◆ EXERCISE DATA ◆
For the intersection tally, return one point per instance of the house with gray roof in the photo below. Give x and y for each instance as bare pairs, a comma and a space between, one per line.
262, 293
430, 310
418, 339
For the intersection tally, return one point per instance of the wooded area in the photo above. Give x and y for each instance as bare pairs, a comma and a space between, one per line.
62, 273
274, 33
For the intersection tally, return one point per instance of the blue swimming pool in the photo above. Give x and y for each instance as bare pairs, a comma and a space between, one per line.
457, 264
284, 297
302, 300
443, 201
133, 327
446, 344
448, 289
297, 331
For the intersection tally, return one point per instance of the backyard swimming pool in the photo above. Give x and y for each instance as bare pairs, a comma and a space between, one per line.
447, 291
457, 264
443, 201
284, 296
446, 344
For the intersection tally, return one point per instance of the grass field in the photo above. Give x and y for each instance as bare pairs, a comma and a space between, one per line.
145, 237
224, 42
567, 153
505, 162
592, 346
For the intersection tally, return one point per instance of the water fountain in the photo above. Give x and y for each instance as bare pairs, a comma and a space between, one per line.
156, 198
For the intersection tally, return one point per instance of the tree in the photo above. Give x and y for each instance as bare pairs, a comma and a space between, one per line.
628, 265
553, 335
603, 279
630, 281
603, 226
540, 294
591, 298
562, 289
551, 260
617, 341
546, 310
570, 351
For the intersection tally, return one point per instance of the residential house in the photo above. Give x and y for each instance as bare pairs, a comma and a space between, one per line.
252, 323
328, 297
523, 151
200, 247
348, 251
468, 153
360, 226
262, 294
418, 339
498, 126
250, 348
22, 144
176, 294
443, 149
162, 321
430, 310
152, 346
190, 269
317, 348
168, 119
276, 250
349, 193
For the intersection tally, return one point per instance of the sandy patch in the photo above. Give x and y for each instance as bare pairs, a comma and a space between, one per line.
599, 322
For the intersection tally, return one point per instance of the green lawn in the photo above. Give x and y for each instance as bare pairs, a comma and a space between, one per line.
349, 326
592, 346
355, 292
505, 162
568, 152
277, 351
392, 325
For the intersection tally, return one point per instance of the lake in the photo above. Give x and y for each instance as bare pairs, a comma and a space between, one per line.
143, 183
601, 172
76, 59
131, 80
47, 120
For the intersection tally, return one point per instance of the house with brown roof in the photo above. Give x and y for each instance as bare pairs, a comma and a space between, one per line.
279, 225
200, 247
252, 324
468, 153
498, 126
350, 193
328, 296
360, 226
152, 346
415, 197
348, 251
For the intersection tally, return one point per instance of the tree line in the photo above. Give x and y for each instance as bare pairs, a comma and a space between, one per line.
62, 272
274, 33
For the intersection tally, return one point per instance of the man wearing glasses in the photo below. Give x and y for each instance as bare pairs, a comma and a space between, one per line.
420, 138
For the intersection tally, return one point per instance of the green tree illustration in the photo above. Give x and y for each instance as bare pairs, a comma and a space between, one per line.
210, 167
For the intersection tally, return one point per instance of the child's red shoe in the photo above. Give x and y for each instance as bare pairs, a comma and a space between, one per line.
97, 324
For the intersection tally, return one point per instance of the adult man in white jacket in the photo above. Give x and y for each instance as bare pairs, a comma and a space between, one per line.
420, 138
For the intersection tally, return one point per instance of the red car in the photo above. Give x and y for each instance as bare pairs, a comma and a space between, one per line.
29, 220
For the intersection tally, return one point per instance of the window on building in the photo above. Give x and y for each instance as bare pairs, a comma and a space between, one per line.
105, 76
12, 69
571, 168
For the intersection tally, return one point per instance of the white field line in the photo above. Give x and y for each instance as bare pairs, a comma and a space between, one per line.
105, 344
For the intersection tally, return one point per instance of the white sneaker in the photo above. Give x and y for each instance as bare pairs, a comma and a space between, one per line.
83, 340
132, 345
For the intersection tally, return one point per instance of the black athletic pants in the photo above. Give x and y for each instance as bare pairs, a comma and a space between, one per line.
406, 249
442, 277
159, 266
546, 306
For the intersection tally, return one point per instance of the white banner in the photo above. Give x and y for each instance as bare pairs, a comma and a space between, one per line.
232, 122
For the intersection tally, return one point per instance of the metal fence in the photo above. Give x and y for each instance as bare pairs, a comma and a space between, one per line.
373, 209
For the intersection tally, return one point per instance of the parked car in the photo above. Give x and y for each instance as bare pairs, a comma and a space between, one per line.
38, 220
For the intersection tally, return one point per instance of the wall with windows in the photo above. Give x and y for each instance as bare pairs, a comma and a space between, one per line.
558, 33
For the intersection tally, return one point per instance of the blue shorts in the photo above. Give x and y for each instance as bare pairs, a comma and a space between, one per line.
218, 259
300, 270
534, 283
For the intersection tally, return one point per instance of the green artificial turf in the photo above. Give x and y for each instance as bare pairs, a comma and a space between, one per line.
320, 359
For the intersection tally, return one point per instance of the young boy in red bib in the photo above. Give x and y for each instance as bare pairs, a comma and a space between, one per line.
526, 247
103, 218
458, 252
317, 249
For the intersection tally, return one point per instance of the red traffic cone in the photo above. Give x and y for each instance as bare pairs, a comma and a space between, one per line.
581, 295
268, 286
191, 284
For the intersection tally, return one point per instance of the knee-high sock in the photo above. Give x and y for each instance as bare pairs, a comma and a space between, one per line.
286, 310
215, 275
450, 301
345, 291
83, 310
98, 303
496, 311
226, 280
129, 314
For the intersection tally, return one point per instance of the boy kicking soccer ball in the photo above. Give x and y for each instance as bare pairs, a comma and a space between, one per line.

◆ WHAT THE TASK REQUIRES ◆
All the records shown above need to be given again exactly.

◆ EXERCISE ANSWER ◆
For the intersection tally, return one point per instance of the house with gray roof in the photo below. Give x and y for each instance as bare pairs, a comma and a space between, one per line.
262, 293
430, 310
418, 339
For the intersection tally, return one point per instance of the wooded area in the photo above. Give x and y for each instance as bare pairs, a comma and a space between, one per line.
62, 273
274, 33
For the intersection tally, return one point per instance of the blue swimming pool in the photo above. Give x and y for each instance as bare pairs, a comma and a space between, one per line.
457, 264
284, 297
302, 300
443, 201
133, 327
446, 344
448, 289
297, 331
For the intersection tally, return one point per instance of the backyard swimming pool in the photo above. Give x and y for each instance as bare pairs, a comma and a space between, one per line.
447, 291
457, 264
443, 201
284, 296
446, 344
For the intersection tally, return one point per instance of the grass field in the photo above. Give x and y for each instance as bare pairs, a comma and a space between, one per line.
145, 237
224, 42
567, 153
505, 162
592, 346
For the intersection tally, return one point per instance of the water fountain in the photo above. Give x and y for each instance as bare pairs, a comma and a space between, one per line.
156, 198
For the intersection tally, return one point per instance of the tree in the photo above. Give x and y for each instance as bare pairs, a comma and a space between, one per line.
628, 265
553, 335
603, 279
630, 281
603, 226
540, 294
591, 298
562, 289
551, 260
617, 341
546, 310
570, 351
For the intersection tally, return one point per instance of the residential house in the photo above. Give x and y for each instance as bare pairs, a comma and a space between, one per line.
252, 323
328, 297
523, 151
200, 247
348, 251
468, 153
360, 226
262, 294
418, 339
498, 126
250, 348
22, 144
176, 294
443, 149
162, 321
430, 310
152, 346
190, 269
317, 348
168, 119
276, 250
349, 193
For the intersection tally, return one point per instance of the sandy patch in the photo above. Give x and y for each instance as bare pairs, a comma and a space between, one per line.
599, 322
For the intersection tally, return one point per instance of the green lawn in the photo above. Give x and y for each instance as bare pairs, a comma and a space between, one per line.
349, 326
592, 346
355, 292
505, 162
568, 152
277, 351
392, 325
For the intersection tally, return one point per instance of the lake in the photo above. Give x and y for each instance as bare pairs, a comma and a space between, one per line.
143, 183
601, 172
76, 59
131, 80
47, 120
For the intersection tally, return one point per instance of the house with brown roof in the photo above. Give x and y for each instance as bare pairs, a comma and a space between, one per line.
279, 225
200, 247
252, 324
468, 153
498, 126
350, 193
328, 296
360, 226
152, 346
415, 197
348, 251
For the intersection tally, return one point per instance of the tree line in the photo above. Give x and y for each instance as bare pairs, a comma and a space between, one per line.
62, 272
274, 33
For the intersection tally, return one point per instance of the man wearing glasses in the photo below. Give x and y for each instance as bare pairs, a comma and a space between, one per line.
420, 138
For the intersection tally, return one point per instance of the green tree illustration in the photo above. Give x and y for each instance as bare pairs, a comma and a space between, one per line.
210, 167
For the intersection tally, return one point per instance of the child's red shoe in the photo above. Give x and y for each instance as bare pairs, a comma and a space between, one per line.
97, 324
For the intersection tally, return one point per instance of the adult man in white jacket in the photo above. Give x and y for each instance as bare pairs, a comma and a space between, one per line.
420, 138
For the intersection tally, return one point per instance of the red car in the photo above. Give x and y for each instance as bare pairs, a comma and a space between, one per line.
29, 220
For the intersection tally, return one point per instance of the window on building in the photo above. Give x and y for each instance as bare pairs, a comma and a space between, one per line.
105, 76
12, 69
571, 168
For the intersection tally, return one point per instance of the white field line in the photo above. Give x and y for each instance as bare pairs, a comma and a space between, one per line.
105, 344
For the intersection tally, return one point per instance of the white sneaker in the photo above. Give x and y for each instance as bare pairs, a comma and a space between, one per line.
83, 340
132, 345
For the intersection tally, return one point per instance of the black athletic pants in the photo above. Give x and y for each instance as bare pairs, a comma and a space between, one per line.
406, 249
442, 277
159, 266
546, 306
For the intersection tally, return one point per instance of the white banner in the photo above. Give x and y for each instance as bare pairs, a comma and a space between, one per line.
232, 122
For the intersection tally, return one point per instance of the metal fence in the photo above. Give x and y for each instance as bare pairs, a comma and a space between, one per line.
373, 209
For the intersection tally, return one point per instance of the parked car in the photo above. Give x and y for each instance as bare pairs, a comma and a space between, one per line.
38, 220
For the intersection tally, return one point per instance of the wall with windows in the photo above. Give x and y for each instance as bare pairs, a comma and a space between, one per line.
558, 33
For the intersection tally, return one point per instance of the blue shorts in the photo above. Give x and y for each instance as bare pairs, a comma and a space between, one per line.
218, 259
300, 270
534, 283
For the intersection tally, return one point per instance of the green artificial turf in the photo above. Give x and y for each instance as bare pairs, a comma and a space between, one per line.
320, 359
For the intersection tally, return one point per instance of the young boy in red bib in the photo above. Give x and y for each instance as bare pairs, a comma and a space between, one per line.
526, 247
103, 218
458, 252
317, 249
For the intersection tally, return one point per instance of the red traffic cone in the photo above. Give x and y for each instance as bare pairs, a comma and a space between, one per line.
581, 295
268, 286
191, 284
For the intersection tally, return one point per instance of the knee-high sock in the photo above. Give x and y for each instance as bare pairs, a comma and a space between, one per line.
286, 310
215, 275
450, 301
345, 291
83, 310
98, 303
496, 311
226, 280
129, 314
For the intersection tally, return one point per instance of the boy kicking soccer ball in the photo above. Give x and y for each instance as bare pairs, a comma and a space between, one per line.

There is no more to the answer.